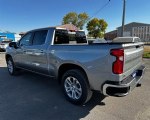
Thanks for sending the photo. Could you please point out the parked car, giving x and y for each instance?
(114, 69)
(4, 43)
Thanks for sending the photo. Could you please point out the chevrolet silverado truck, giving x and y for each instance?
(114, 69)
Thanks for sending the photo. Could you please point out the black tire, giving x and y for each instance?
(78, 89)
(11, 66)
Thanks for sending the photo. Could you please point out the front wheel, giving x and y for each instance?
(75, 87)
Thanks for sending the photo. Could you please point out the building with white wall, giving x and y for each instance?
(142, 32)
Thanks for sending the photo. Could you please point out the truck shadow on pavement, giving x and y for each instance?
(30, 96)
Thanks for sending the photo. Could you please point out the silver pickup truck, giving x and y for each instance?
(113, 68)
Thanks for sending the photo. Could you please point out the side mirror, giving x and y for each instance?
(13, 44)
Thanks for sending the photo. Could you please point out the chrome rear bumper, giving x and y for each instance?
(124, 87)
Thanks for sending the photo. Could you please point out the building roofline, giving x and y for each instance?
(144, 24)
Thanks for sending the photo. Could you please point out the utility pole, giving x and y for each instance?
(123, 17)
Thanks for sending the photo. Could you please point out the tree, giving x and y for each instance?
(76, 19)
(96, 27)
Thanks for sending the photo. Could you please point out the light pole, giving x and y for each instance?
(123, 17)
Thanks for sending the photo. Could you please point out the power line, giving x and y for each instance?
(99, 10)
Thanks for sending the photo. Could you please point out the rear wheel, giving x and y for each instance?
(11, 66)
(75, 87)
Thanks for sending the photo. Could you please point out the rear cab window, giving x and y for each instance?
(69, 37)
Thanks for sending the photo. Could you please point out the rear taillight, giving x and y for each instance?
(117, 67)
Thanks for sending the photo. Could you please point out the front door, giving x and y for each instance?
(37, 54)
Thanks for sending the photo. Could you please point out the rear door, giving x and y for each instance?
(36, 53)
(20, 57)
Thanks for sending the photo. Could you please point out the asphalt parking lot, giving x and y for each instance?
(30, 96)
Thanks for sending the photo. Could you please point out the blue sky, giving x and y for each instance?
(24, 15)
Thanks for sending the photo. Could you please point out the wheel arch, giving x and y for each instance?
(69, 66)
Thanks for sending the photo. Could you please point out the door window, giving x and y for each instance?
(26, 40)
(39, 37)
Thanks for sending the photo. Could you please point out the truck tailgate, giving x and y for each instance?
(132, 56)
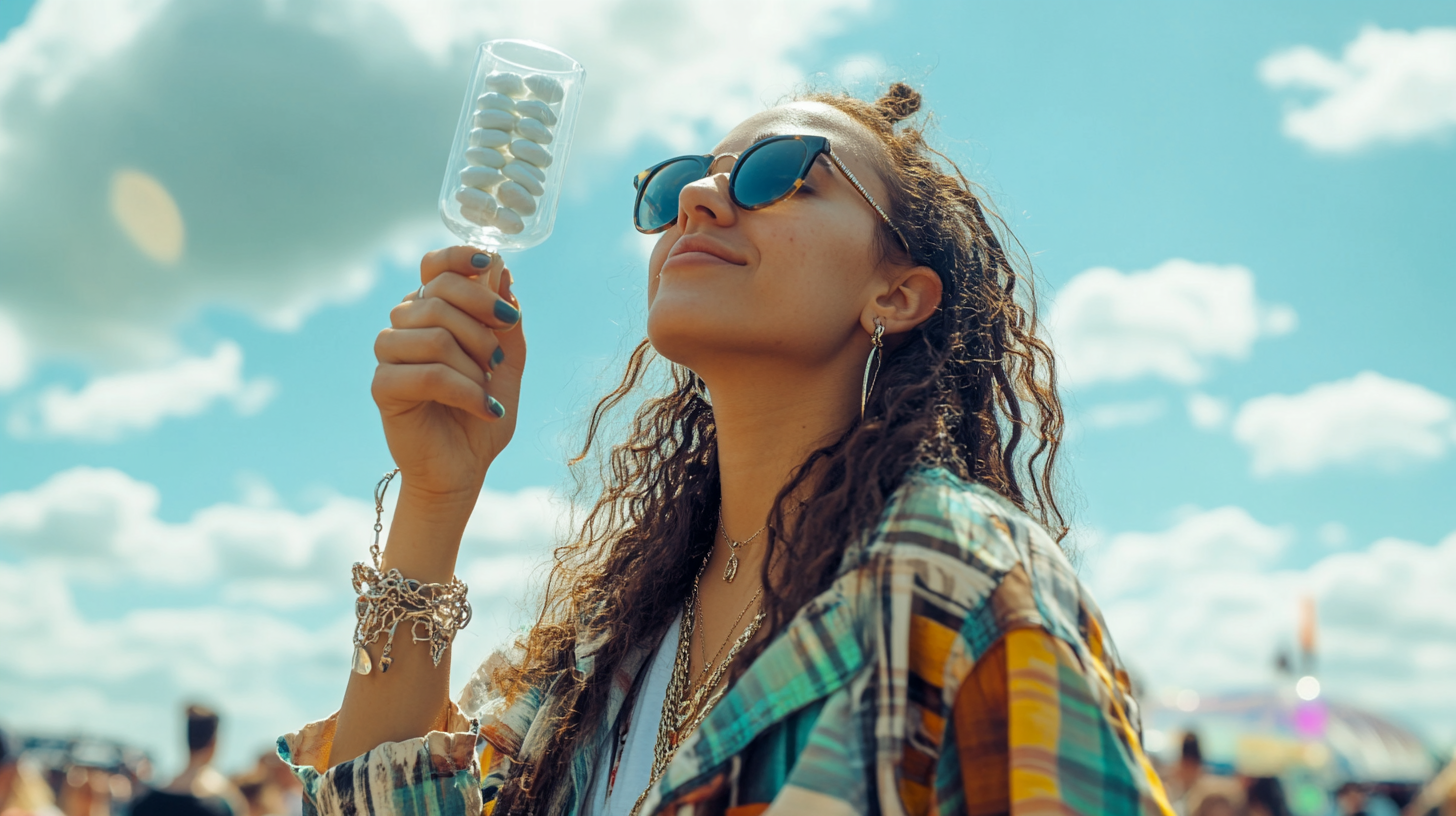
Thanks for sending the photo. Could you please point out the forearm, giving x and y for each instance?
(404, 703)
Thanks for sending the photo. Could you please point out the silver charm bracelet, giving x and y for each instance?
(433, 612)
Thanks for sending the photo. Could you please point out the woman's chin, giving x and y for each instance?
(683, 334)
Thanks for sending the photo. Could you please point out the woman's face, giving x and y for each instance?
(786, 286)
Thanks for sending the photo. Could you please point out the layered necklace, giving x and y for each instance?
(686, 704)
(731, 569)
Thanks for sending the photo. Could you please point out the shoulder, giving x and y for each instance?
(970, 560)
(958, 522)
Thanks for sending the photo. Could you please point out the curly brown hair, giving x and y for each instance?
(963, 392)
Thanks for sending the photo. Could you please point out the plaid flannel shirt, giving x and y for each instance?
(954, 666)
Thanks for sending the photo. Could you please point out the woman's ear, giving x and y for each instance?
(907, 302)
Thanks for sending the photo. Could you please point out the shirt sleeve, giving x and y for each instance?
(437, 774)
(1033, 736)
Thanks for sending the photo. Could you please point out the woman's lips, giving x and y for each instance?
(698, 249)
(698, 258)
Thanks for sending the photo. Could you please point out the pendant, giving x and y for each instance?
(361, 663)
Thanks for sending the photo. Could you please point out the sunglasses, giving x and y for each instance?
(768, 172)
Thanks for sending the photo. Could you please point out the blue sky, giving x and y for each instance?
(1239, 220)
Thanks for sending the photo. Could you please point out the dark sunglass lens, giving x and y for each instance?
(658, 203)
(769, 172)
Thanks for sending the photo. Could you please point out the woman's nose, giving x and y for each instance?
(706, 200)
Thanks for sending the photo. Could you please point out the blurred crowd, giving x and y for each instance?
(85, 777)
(1196, 790)
(51, 777)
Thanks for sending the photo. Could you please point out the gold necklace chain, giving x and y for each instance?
(702, 640)
(683, 711)
(731, 569)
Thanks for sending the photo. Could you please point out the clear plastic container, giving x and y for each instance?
(510, 150)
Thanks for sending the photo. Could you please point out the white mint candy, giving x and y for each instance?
(484, 137)
(481, 217)
(476, 206)
(536, 110)
(482, 178)
(507, 83)
(521, 174)
(545, 88)
(529, 152)
(508, 220)
(495, 120)
(485, 156)
(494, 102)
(533, 130)
(516, 197)
(533, 169)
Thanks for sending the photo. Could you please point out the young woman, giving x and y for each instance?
(819, 577)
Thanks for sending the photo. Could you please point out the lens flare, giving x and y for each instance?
(147, 214)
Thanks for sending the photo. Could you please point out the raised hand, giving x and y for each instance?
(449, 375)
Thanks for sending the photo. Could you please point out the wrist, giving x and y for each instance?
(424, 535)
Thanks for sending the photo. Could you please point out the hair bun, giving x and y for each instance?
(899, 102)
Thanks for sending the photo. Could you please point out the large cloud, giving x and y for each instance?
(1207, 603)
(1388, 86)
(1365, 420)
(157, 156)
(112, 405)
(1171, 321)
(245, 605)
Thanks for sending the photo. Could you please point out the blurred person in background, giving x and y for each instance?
(1185, 773)
(198, 790)
(1350, 800)
(1265, 797)
(24, 790)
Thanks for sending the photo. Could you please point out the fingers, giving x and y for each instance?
(472, 296)
(425, 346)
(404, 386)
(478, 341)
(465, 261)
(513, 341)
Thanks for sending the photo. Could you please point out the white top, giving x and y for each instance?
(635, 770)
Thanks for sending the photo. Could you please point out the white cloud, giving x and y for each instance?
(1365, 420)
(297, 172)
(246, 606)
(1171, 322)
(1121, 414)
(1207, 413)
(112, 405)
(1332, 534)
(1206, 603)
(861, 69)
(1388, 86)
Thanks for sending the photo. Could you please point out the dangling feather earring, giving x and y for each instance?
(877, 354)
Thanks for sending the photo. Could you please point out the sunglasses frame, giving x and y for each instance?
(816, 144)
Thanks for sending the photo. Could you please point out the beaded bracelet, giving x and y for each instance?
(434, 612)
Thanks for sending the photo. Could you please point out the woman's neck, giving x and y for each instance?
(766, 426)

========================

EXERCISE PROMPT — Reproduce all of the entries word for word, skipping any pictures they hold.

EXERCISE OUTPUT —
Thanks for sending the photo. Could you please point out the parked car, giving x and y for each instance?
(114, 69)
(4, 43)
Thanks for sending the photo. Could you please point out the chevrolet silverado truck, giving x and y for each instance?
(114, 69)
Thanks for sending the photo. Could you please point out the black tire, giving x and y for each instance?
(78, 89)
(11, 66)
Thanks for sending the photo. Could you please point out the front wheel, giving x and y for each instance?
(75, 87)
Thanks for sending the photo. Could you please point out the building with white wall, giving x and y for each instance?
(142, 32)
Thanks for sending the photo. Could you please point out the truck shadow on pavement, giving x and y for each instance?
(30, 96)
Thanks for sending the photo. Could you please point out the silver pickup truck, giving x and y for each instance?
(113, 68)
Thanks for sending the photo. Could you please point out the side mirror, giving x and y for each instance?
(13, 44)
Thanks for sending the photo. Could you please point out the chrome rear bumper, giving x and y for each instance?
(124, 87)
Thanks for sending the photo. Could you please point out the building roofline, giving x and y for each instance?
(144, 24)
Thanks for sending the photo. Could you please point out the utility pole, giving x and y for each instance?
(123, 17)
Thanks for sending the photo. Could you please point out the tree, giving x and y for each instance?
(76, 19)
(96, 27)
Thanks for sending the photo. Could you please point out the light pole, giving x and y for each instance?
(123, 17)
Thanks for sending the photo. Could you please point out the power line, giving x and y for each instance?
(99, 10)
Thanks for sending the photo. Could you please point out the rear wheel, giving x and y for each instance?
(11, 66)
(75, 87)
Thanks for sending the photo. Could you please point out the rear cab window, giving x and y for each instance?
(69, 37)
Thanks for sending the photo. Could you please point out the rear taillight, giving x and y for each instance?
(117, 67)
Thanks for sending the photo. Could you please point out the front door, giving x and y for each instance?
(37, 54)
Thanks for sending the photo. Could you please point out the rear door, giving x and y for each instance?
(36, 53)
(20, 57)
Thanks for sending the photo. Could you please point out the asphalt parking lot, giving x and y for each instance?
(30, 96)
Thanks for sending the photo. Could you please point out the blue sky, giving x and y for each instance?
(24, 15)
Thanks for sending the photo. Could you please point out the wheel arch, giving x and y for each instance?
(69, 66)
Thanks for sending the photo. Could you please point out the door window, giving x and y for each instance?
(26, 40)
(39, 37)
Thanks for sending the photo. Could you please point out the truck tailgate, giving x and y for each instance?
(132, 56)
Thanks for sending the photo. Could you please point out the forearm, giving x and y for each instance?
(404, 703)
Thanks for sending the photo. Could you please point out the silver charm bracelet, giving x and y for each instance?
(433, 612)
Thanks for sending the photo. Could you please point out the woman's chin, giving x and y for each instance?
(683, 334)
Thanks for sending the photo. Could you please point out the woman's face, giving x and y for each instance?
(786, 286)
Thanks for sending the photo. Could you please point out the layered necklace, giving x and y for each instance?
(686, 704)
(731, 569)
Thanks for sending the photo. Could you please point out the shoulder, giving x and y for each instance?
(970, 560)
(958, 522)
Thanks for sending the photo. Could you please point out the curly brown hair, giving x and y for each instance?
(963, 392)
Thanks for sending the photo. Could you please point out the plaid flannel shirt, giving x and y for each instance?
(954, 666)
Thanks for sending the photo. Could you please point out the woman's ear, giving x and y for each instance?
(907, 302)
Thanks for sending the photo. Could you please point out the shirt sleeve, giving x and y for each instance?
(437, 774)
(1033, 736)
Thanks for sending the photo. Could you please point out the woman's lips, giving x and y for each instance?
(698, 249)
(698, 258)
Thanks for sending the photo. Could you please point out the pendant, giving x and y for each instance?
(361, 663)
Thanks for sending the photo. Could you please point out the sunglasses, giving x and y for each instance?
(768, 172)
Thanks for sending the photo. Could you please point out the blue sky, giving x and y for each instance?
(1239, 220)
Thanks for sending the photo. Could you please point out the dark sunglass lens, giving x and y for each instance?
(658, 203)
(769, 172)
Thanks for sending the photo. Could you please point out the woman's nose, giving x and y for each instance?
(706, 200)
Thanks for sending the photo. Could you please point out the blurred crowd, giving x and y for each instance?
(85, 777)
(1196, 790)
(51, 777)
Thanks for sending the photo. Could you please point out the gold necklace chain, giving x and y for each instance?
(702, 640)
(683, 711)
(731, 569)
Thanks for sending the photo. Could you please point out the clear plastic container, giving x and y for each instance?
(510, 150)
Thanks for sending the photo. Could you please point out the white mint candy, giving x and y for each instance?
(484, 137)
(481, 217)
(476, 206)
(536, 110)
(482, 178)
(507, 83)
(521, 174)
(545, 88)
(529, 152)
(508, 220)
(495, 120)
(485, 156)
(494, 102)
(533, 130)
(516, 197)
(533, 169)
Thanks for sending the photo. Could you please point out the young woman, giving x and y for each instance?
(819, 577)
Thanks for sending the photo. Could you please point out the lens flare, giving x and y for each instance?
(147, 214)
Thanks for sending the photo. Could you please point out the raised hand, giving x and y for each instance?
(449, 375)
Thanks for sending the photo. Could you please point out the wrist, giving x and y for each instance?
(424, 535)
Thanks for sending the photo. Could you please point out the hair bun, giving x and y for each instance?
(899, 102)
Thanks for sending the photo. Could you please point out the large cloud, giving x and y for each instance?
(1207, 603)
(1388, 86)
(1365, 420)
(157, 156)
(112, 405)
(1171, 321)
(245, 605)
Thanks for sending the photo. Could you please point out the blurred person in background, giving x and y for each instance?
(1185, 773)
(198, 790)
(1350, 800)
(1265, 797)
(24, 790)
Thanks for sending the photo. Could you please point out the fingers, giving x and y for each instance?
(472, 296)
(425, 346)
(404, 386)
(478, 341)
(465, 261)
(513, 341)
Thanks for sending the photo. Could you please point out the white top, giving x and y for each instance?
(635, 770)
Thanks for sending the photo. Could you please point out the white cloud, giving x and y for each instance?
(1365, 420)
(297, 172)
(246, 606)
(1171, 322)
(1121, 414)
(1207, 413)
(112, 405)
(1332, 534)
(1206, 603)
(861, 69)
(1388, 86)
Thanks for sending the photo. Could you please point out the dangling feather earring, giving x and y for each instance?
(877, 354)
Thanks for sending the photo. Could you please point out the sunglasses frame, giving x and y for each instance?
(816, 144)
Thanks for sending the photo. Could you please point out the beaded bracelet, giving x and y for each instance?
(434, 612)
Thanks for sending the photo. Could you please point out the woman's neck, giving x and y for each instance?
(766, 426)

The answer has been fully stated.